Problem details | Put all of the records below into a numbered list, and leave out any blank lines.
################
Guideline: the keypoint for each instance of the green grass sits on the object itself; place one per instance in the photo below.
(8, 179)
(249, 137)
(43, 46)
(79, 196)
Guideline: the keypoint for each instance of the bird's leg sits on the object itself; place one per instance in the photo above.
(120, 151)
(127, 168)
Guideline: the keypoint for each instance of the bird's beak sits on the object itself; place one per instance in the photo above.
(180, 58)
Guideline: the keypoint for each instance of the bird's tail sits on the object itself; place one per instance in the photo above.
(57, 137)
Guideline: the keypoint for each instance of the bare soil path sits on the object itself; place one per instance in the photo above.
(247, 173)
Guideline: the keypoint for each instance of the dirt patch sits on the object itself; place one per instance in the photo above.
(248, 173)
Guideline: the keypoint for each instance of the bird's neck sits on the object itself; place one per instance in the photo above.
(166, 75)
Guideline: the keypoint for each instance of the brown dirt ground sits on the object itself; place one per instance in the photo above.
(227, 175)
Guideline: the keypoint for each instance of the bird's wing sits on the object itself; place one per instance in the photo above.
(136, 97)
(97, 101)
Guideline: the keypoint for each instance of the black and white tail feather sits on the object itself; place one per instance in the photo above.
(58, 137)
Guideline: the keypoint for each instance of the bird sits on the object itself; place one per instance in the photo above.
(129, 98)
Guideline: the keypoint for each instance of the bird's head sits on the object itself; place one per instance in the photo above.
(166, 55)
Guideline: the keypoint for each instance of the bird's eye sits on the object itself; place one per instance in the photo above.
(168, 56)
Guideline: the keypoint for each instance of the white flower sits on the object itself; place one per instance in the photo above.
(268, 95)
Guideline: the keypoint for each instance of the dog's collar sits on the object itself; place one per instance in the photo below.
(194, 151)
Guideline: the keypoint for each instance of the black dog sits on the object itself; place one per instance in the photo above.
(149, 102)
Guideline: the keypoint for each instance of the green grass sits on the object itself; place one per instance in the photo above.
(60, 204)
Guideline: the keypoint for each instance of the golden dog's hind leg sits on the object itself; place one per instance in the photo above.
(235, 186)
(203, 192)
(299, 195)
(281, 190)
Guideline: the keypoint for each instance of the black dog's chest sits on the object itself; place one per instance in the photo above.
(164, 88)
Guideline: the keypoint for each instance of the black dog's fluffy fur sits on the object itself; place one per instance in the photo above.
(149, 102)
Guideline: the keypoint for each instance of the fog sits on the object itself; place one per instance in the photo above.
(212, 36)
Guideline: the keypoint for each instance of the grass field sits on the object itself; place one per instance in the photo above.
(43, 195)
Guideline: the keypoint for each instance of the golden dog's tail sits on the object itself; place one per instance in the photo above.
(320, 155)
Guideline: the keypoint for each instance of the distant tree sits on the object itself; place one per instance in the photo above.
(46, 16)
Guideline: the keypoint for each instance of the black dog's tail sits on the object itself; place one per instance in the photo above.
################
Expected answer |
1. Guideline: the keypoint for each instance of the green grass sits on the object itself; place one per instance in the photo below.
2. (8, 179)
3. (249, 137)
4. (43, 46)
5. (79, 196)
6. Guideline: the keypoint for each instance of the bird's leg sits on the object itself; place one per instance in the photo above.
7. (120, 151)
8. (127, 168)
9. Guideline: the keypoint for each instance of the bird's beak sits on the object itself; place one per instance in the photo above.
10. (180, 58)
11. Guideline: the keypoint for each instance of the bird's tail sits on the object itself; place one per instance in the photo above.
12. (57, 137)
13. Guideline: the keypoint for each instance of the bare soil path sits on the object itself; place one per instance in the photo above.
14. (247, 173)
15. Guideline: the keypoint for each instance of the dirt patch sits on the object itself; place one per instance in the photo above.
16. (248, 173)
17. Guideline: the keypoint for each instance of the bird's neck sits on the object itself; place one per instance in the photo above.
18. (166, 75)
19. Guideline: the keypoint for each instance of the brown dirt ground sits on the object itself; place one per instance in the photo above.
20. (227, 175)
21. Guideline: the keypoint for each instance of the bird's wing sits on the object itself; place one per instance in the photo above.
22. (136, 97)
23. (97, 101)
24. Guideline: the keypoint for each instance of the black and white tail feather sits on the object itself; place one per instance in the photo above.
25. (58, 137)
26. Guideline: the keypoint for each instance of the bird sits on the object itself; place one per instance in the photo above.
27. (129, 98)
28. Guideline: the keypoint for each instance of the bird's head sits on the object itself; place one per instance in the photo above.
29. (166, 55)
30. Guideline: the keypoint for each instance of the bird's eye sits on the object itself; place one per instance in the photo above.
31. (168, 56)
32. Guideline: the keypoint for each instance of the white flower sits on the object itself; place one per instance in the photo above.
33. (268, 95)
34. Guideline: the keypoint for each instance of the dog's collar sits on the object itself; place one per instance in the photo below.
35. (194, 151)
36. Guideline: the keypoint for each instance of the black dog sits on the object itself; place one per instance in the photo above.
37. (149, 102)
38. Guideline: the keypoint for each instance of the green grass sits on the object itself; place one per instance in the photo above.
39. (60, 204)
40. Guideline: the keypoint for each instance of the golden dog's hind leg sits on the object itself; place one per instance in the photo above.
41. (235, 186)
42. (203, 192)
43. (299, 195)
44. (281, 190)
45. Guideline: the keypoint for each instance of the black dog's chest sits on the object itself; place one per instance in the photo above.
46. (164, 88)
47. Guideline: the keypoint for each instance of the black dog's fluffy fur sits on the object itself; place one per instance in the photo above.
48. (149, 102)
49. Guideline: the keypoint for each instance of the fog sits on the object itself; place one per instance in the photo above.
50. (212, 36)
51. Guideline: the keypoint for each instance of the grass field sits on the object itself; place one per instance in the photo above.
52. (43, 195)
53. Guideline: the keypoint for each instance of the golden dog's tail sits on the object itself; place one per instance in the photo above.
54. (320, 155)
55. Guideline: the keypoint for each instance of the distant tree sits on the object itself; place one per instance in the photo above.
56. (46, 16)
57. Guideline: the keypoint for each instance of the black dog's tail sits on the object itself; place one per instance in the photo above.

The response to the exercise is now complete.